━━━━━ Dati estratti ━━━━━
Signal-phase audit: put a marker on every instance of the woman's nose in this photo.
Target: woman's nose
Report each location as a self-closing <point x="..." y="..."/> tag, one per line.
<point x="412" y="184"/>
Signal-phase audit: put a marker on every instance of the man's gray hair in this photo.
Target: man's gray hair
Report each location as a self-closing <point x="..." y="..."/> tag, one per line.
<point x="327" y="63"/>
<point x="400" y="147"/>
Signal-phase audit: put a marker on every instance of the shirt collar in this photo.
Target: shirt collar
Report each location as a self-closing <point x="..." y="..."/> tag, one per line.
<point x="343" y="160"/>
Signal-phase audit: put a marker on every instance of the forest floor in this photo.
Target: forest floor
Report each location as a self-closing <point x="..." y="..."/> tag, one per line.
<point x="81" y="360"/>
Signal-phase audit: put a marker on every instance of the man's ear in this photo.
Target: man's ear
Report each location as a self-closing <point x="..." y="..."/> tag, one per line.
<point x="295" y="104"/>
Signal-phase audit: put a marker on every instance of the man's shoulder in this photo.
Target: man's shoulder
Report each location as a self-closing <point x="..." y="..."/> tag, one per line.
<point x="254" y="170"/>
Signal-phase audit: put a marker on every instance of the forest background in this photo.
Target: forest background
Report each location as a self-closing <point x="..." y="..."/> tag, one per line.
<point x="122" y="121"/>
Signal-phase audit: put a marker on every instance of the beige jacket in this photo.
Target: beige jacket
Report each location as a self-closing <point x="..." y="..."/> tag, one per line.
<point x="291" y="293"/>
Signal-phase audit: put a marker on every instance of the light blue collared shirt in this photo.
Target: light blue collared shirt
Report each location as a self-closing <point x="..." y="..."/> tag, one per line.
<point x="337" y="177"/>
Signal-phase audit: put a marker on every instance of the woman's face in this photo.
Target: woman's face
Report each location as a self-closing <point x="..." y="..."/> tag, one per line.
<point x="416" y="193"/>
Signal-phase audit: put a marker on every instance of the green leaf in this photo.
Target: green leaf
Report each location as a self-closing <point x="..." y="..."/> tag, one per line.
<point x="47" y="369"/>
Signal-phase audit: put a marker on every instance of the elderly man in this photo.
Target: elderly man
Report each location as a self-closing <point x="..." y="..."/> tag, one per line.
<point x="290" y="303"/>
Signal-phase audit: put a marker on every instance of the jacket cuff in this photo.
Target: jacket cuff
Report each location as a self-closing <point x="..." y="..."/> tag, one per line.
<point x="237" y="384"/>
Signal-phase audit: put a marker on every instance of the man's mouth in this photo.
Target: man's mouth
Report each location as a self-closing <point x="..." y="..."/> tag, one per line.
━━━━━
**Obiettivo:**
Per favore, estrai dal materiale le righe comprese tra quella che contiene "man in this photo." e la fine del materiale, estremi inclusi, e riportale identiche.

**Risultato corretto:**
Signal-phase audit: put a marker on every instance of the elderly man in this photo.
Target: elderly man
Report each location as a self-closing <point x="..." y="..."/> tag, one per line.
<point x="290" y="303"/>
Signal-phase audit: put a marker on every instance of the jacket cuff in this photo.
Target: jacket cuff
Report each location as a self-closing <point x="..." y="..."/> tag, one per line.
<point x="237" y="384"/>
Signal-phase audit: put a marker on every instance of the man's mouth in this photo.
Target: man's mouth
Report each location as a self-closing <point x="..." y="..."/> tag, one per line.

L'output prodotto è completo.